| Work instructions |
Write the lines below as a JSON list of strings, one string per line, with blank lines and pictures left out.

| Dataset extract |

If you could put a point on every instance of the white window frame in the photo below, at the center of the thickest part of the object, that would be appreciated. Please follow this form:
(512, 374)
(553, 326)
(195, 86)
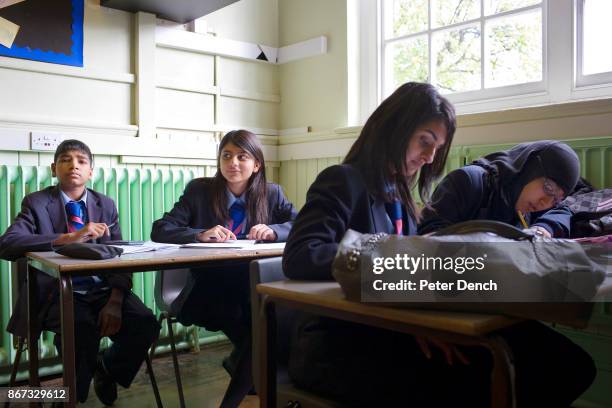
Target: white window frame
(559, 77)
(483, 93)
(582, 80)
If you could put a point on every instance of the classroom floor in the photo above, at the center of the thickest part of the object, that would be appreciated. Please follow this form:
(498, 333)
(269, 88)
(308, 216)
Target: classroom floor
(204, 382)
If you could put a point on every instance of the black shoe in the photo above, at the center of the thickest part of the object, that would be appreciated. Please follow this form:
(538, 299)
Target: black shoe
(230, 362)
(104, 385)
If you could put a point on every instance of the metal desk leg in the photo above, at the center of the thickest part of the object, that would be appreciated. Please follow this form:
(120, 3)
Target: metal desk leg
(68, 351)
(503, 389)
(33, 325)
(267, 375)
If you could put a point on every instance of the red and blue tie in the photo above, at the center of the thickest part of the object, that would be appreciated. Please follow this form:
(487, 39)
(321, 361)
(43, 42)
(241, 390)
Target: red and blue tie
(74, 212)
(238, 218)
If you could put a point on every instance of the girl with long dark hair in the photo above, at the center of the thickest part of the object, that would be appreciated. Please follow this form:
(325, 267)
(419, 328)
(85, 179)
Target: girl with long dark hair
(404, 144)
(237, 202)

| Result |
[
  "If you could put a point on every instance of the white window frame in the photo below, at the center of the thickest part of the object, that would be appreciated. Please follow this form:",
  "(512, 374)",
  "(553, 326)",
  "(195, 86)",
  "Target: white window frame",
  "(559, 77)",
  "(483, 93)",
  "(582, 80)",
  "If you could put a point on every instance of the classroom floor in the photo above, at the center of the thickest part of the object, that would be appreciated. Please follow this form:",
  "(498, 333)",
  "(269, 88)",
  "(308, 216)",
  "Target: classroom floor",
  "(204, 382)",
  "If you could put a point on every instance of the black shoe in the photo above, at the center of the thickest part of the object, that would be appreciated. Please follow this form:",
  "(538, 299)",
  "Target: black shoe",
  "(230, 362)",
  "(104, 385)",
  "If you could put a point on every instance of the metal desk leg in the photo above, at the center of the thickest part of the object, that would be appreciated. Please follow this form:",
  "(120, 3)",
  "Target: metal desk leg",
  "(68, 351)",
  "(503, 389)",
  "(33, 325)",
  "(267, 375)",
  "If you could put a point on every instance of the red and blue tie in the photo above, at the center of the thickest part of the object, that would be appreciated. Please follow this form:",
  "(487, 39)",
  "(321, 361)",
  "(43, 42)",
  "(241, 390)",
  "Target: red and blue tie",
  "(74, 212)",
  "(238, 218)",
  "If you could put a point on every instance of the girl with long dark hair in the photo above, at the center of the thickest part of the object, that would be appreciated. Please follow this form:",
  "(325, 267)",
  "(419, 328)",
  "(85, 179)",
  "Target: girl with long dark hair",
  "(404, 144)",
  "(237, 202)"
]